Activity: Copy out the lines below without changing anything, but leave out the pictures.

Supplied records:
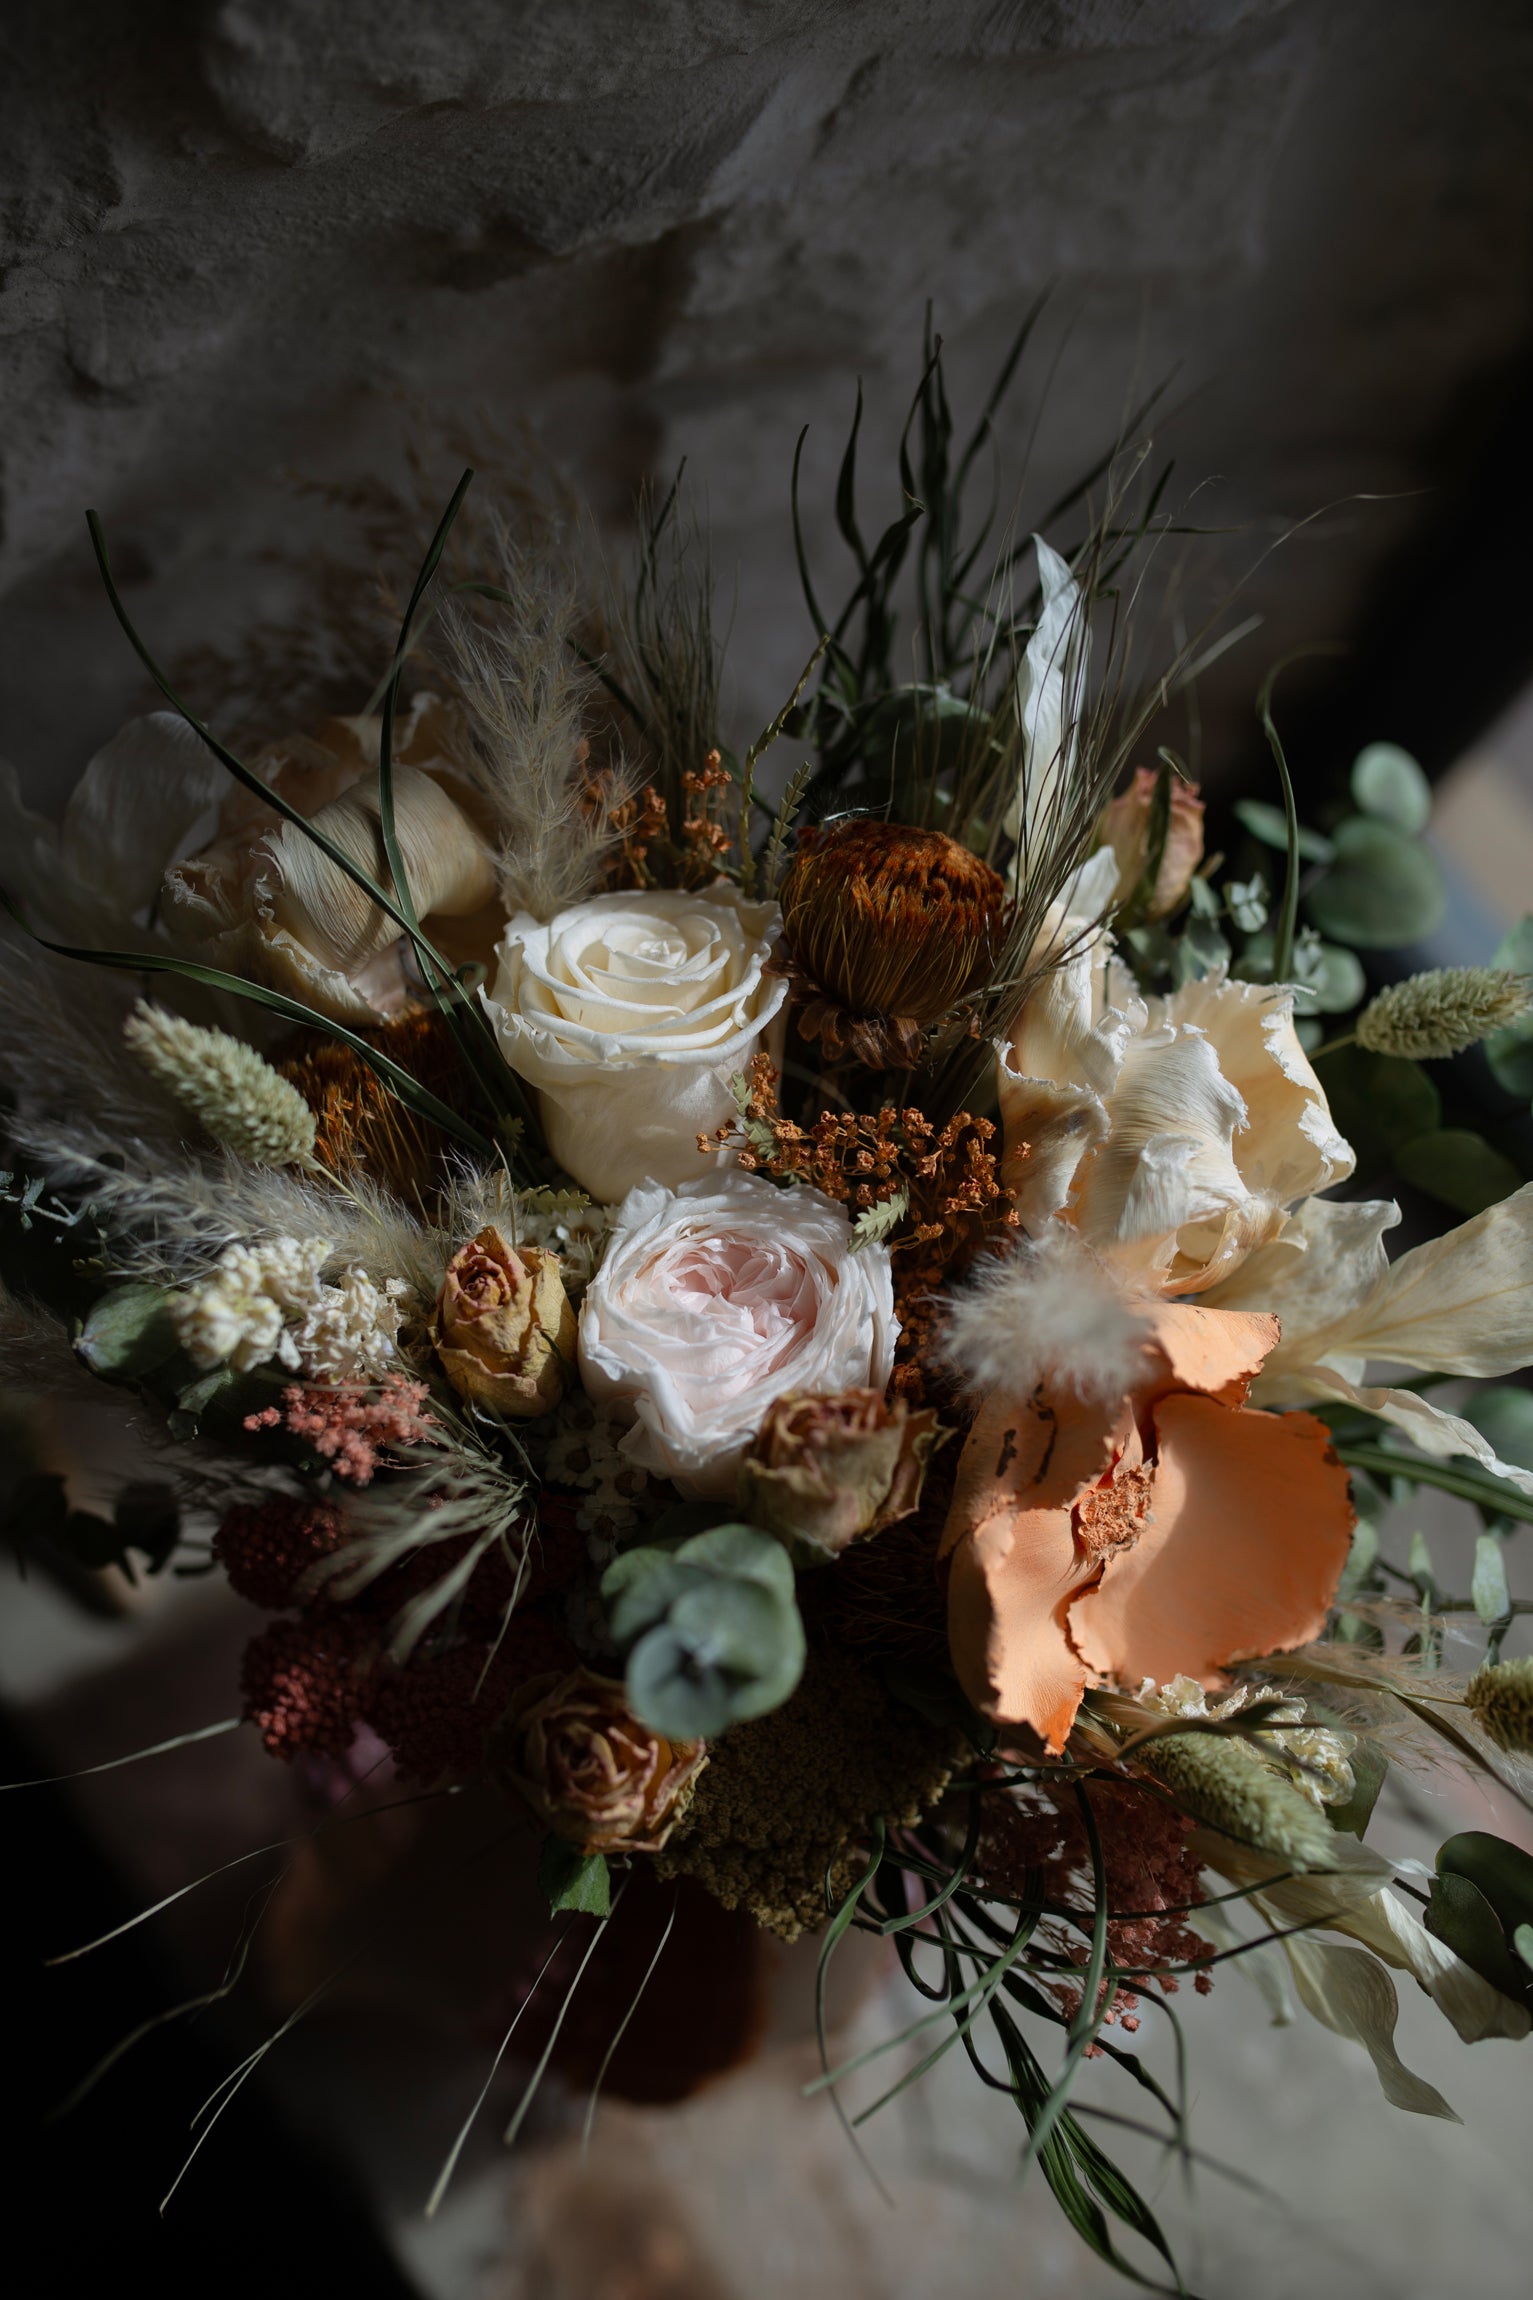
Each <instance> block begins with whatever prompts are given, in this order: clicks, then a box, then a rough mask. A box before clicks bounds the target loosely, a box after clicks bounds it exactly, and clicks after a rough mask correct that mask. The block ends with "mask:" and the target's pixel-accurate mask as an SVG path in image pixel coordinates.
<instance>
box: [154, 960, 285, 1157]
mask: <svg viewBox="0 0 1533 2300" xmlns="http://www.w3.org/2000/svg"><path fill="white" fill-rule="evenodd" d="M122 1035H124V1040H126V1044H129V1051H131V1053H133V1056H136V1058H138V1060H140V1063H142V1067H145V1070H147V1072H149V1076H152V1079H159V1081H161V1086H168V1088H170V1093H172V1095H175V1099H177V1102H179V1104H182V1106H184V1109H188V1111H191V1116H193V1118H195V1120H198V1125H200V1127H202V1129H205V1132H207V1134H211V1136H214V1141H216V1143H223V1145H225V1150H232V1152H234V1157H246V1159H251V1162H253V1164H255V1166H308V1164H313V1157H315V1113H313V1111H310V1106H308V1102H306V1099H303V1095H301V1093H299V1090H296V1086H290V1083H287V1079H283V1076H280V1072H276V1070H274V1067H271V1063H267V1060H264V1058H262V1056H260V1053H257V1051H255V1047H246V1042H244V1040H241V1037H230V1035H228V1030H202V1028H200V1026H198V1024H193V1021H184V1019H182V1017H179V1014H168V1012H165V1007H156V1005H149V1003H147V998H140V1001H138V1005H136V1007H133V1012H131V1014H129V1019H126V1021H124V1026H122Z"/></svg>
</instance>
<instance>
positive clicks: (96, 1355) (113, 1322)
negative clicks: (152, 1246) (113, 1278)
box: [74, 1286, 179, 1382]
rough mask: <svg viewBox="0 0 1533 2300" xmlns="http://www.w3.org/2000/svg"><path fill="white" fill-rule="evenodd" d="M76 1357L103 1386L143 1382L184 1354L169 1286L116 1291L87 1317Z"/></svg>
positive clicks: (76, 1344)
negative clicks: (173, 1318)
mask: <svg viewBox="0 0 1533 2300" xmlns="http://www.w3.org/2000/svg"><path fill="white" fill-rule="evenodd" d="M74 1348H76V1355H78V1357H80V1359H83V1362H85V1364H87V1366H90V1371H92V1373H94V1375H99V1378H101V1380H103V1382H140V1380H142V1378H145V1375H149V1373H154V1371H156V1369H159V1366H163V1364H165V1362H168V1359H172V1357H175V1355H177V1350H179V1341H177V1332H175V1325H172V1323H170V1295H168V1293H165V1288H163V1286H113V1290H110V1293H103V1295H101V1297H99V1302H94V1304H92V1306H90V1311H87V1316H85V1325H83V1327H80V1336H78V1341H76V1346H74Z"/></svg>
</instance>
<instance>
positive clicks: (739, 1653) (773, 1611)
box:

Result of the exercise:
Each <instance> block begins with whatever prompts are given, in this order: clicks, then a box, then a rough mask. A box before clicks bounds the target loosely, a box after clicks bounds it exactly, and clicks after a rough mask correct that mask. The block ends with "mask:" and the target's pixel-accurate mask as an SVG path in image pixel coordinates.
<instance>
box: [154, 960, 285, 1157]
mask: <svg viewBox="0 0 1533 2300" xmlns="http://www.w3.org/2000/svg"><path fill="white" fill-rule="evenodd" d="M122 1035H124V1040H126V1044H129V1051H131V1053H133V1056H136V1058H138V1060H140V1063H142V1067H145V1070H147V1072H149V1076H152V1079H159V1081H161V1086H168V1088H170V1093H172V1095H175V1099H177V1102H179V1104H182V1106H184V1109H188V1111H191V1116H193V1118H195V1120H198V1125H200V1127H202V1129H205V1132H207V1134H211V1136H214V1141H216V1143H223V1145H225V1150H232V1152H234V1157H246V1159H251V1162H253V1164H255V1166H308V1164H313V1157H315V1113H313V1111H310V1106H308V1102H306V1099H303V1095H301V1093H299V1090H296V1086H290V1083H287V1079H283V1076H280V1072H276V1070H274V1067H271V1063H267V1060H264V1058H262V1056H260V1053H257V1051H255V1047H246V1042H244V1040H241V1037H230V1035H228V1030H202V1028H200V1026H198V1024H193V1021H184V1019H182V1017H179V1014H168V1012H165V1007H156V1005H149V1003H147V998H140V1001H138V1005H136V1007H133V1012H131V1014H129V1019H126V1021H124V1026H122Z"/></svg>
</instance>
<instance>
positive clicks: (96, 1355) (113, 1322)
negative clicks: (152, 1246) (113, 1278)
box: [74, 1286, 179, 1382]
rough mask: <svg viewBox="0 0 1533 2300" xmlns="http://www.w3.org/2000/svg"><path fill="white" fill-rule="evenodd" d="M76 1357L103 1386L143 1382L184 1354L169 1286L116 1291L87 1317Z"/></svg>
positive clicks: (76, 1344)
negative clicks: (173, 1318)
mask: <svg viewBox="0 0 1533 2300" xmlns="http://www.w3.org/2000/svg"><path fill="white" fill-rule="evenodd" d="M74 1348H76V1355H78V1357H80V1359H83V1362H85V1364H87V1366H90V1371H92V1373H94V1375H99V1378H101V1380H103V1382H140V1380H142V1378H145V1375H149V1373H154V1371H156V1369H159V1366H163V1364H165V1362H168V1359H172V1357H175V1355H177V1350H179V1341H177V1332H175V1325H172V1323H170V1295H168V1293H165V1288H163V1286H113V1290H110V1293H103V1295H101V1297H99V1302H94V1304H92V1306H90V1311H87V1316H85V1325H83V1327H80V1336H78V1341H76V1346H74Z"/></svg>
</instance>
<instance>
positive clicks: (739, 1653) (773, 1611)
box:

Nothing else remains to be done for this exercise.